(A few records)
___
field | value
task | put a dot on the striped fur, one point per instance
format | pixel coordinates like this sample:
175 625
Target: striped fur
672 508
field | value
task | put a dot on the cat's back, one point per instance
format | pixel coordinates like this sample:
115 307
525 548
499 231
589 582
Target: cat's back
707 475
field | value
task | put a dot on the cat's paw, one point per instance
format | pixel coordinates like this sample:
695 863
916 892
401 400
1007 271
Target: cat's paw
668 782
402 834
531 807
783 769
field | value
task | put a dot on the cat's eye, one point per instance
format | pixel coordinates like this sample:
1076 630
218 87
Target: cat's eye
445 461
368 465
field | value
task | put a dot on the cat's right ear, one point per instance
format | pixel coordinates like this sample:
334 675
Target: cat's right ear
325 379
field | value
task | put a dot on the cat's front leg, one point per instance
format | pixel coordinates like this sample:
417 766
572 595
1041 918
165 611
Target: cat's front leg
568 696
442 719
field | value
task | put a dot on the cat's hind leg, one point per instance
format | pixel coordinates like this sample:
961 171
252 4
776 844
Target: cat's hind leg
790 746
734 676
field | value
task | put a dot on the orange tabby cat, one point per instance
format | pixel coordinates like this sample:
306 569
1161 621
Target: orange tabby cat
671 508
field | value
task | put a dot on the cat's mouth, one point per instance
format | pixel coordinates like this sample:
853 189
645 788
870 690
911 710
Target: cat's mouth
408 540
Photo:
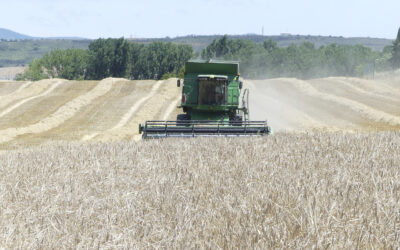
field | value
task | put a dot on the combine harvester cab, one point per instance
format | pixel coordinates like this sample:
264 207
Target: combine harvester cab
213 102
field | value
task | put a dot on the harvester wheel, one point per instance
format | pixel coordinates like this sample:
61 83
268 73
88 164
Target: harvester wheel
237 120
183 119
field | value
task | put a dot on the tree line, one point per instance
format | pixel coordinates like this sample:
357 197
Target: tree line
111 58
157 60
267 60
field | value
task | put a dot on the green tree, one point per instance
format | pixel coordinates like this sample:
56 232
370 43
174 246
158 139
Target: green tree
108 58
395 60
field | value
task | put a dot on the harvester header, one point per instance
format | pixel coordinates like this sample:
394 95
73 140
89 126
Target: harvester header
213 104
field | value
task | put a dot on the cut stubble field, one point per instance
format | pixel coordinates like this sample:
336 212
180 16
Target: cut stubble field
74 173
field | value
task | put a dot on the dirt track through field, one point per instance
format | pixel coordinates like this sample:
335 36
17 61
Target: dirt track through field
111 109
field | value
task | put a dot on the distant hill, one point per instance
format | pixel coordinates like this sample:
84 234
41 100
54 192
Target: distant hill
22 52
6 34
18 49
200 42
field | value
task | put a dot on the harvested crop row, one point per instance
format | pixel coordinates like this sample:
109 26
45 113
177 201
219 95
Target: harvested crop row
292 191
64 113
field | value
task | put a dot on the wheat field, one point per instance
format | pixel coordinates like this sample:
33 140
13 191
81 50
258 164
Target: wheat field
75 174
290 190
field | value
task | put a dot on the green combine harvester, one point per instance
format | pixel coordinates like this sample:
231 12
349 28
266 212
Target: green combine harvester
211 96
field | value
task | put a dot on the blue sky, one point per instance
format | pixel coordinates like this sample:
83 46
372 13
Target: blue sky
___
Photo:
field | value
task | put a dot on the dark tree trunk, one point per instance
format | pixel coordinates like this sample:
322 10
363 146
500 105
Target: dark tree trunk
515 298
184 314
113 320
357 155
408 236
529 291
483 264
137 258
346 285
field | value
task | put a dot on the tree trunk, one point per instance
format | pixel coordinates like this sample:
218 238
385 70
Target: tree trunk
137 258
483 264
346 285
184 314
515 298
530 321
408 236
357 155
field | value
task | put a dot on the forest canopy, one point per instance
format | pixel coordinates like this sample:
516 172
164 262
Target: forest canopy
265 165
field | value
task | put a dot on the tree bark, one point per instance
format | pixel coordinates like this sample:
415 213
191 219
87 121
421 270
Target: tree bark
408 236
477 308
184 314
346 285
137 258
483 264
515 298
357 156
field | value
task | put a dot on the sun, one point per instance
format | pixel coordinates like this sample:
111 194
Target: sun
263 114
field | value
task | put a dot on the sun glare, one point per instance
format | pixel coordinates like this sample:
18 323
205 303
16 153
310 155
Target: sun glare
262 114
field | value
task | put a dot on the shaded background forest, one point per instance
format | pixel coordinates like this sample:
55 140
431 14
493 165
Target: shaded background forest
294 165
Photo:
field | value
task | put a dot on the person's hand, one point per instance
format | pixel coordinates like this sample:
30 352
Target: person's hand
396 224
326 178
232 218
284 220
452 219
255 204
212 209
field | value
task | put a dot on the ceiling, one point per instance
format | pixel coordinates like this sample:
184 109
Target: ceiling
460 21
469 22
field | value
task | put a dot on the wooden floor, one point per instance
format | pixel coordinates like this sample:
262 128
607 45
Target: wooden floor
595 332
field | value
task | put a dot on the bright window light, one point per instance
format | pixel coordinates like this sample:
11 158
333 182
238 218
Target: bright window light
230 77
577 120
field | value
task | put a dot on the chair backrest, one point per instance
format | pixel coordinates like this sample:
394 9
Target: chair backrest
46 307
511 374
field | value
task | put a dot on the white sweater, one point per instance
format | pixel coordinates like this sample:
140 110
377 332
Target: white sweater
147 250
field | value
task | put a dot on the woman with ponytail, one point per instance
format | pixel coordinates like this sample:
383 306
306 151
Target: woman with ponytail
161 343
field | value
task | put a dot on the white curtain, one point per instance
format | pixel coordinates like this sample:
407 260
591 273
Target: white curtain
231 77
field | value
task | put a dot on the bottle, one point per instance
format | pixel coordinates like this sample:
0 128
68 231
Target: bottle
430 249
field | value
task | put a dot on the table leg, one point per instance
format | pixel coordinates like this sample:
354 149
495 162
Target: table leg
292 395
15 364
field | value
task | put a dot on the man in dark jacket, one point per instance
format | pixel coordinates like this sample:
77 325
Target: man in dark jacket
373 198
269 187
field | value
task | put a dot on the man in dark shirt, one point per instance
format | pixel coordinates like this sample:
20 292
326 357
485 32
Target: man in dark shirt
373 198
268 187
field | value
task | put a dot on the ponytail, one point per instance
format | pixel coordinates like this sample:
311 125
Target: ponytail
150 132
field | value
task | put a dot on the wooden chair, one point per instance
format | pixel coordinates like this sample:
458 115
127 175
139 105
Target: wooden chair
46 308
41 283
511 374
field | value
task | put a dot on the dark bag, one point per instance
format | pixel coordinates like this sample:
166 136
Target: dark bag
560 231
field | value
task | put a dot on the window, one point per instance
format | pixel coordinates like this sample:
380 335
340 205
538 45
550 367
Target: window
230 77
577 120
___
**EXERCISE:** How many lines in the records above contain the string "combine"? Reply with the number only.

**CORRECT ANSWER:** 4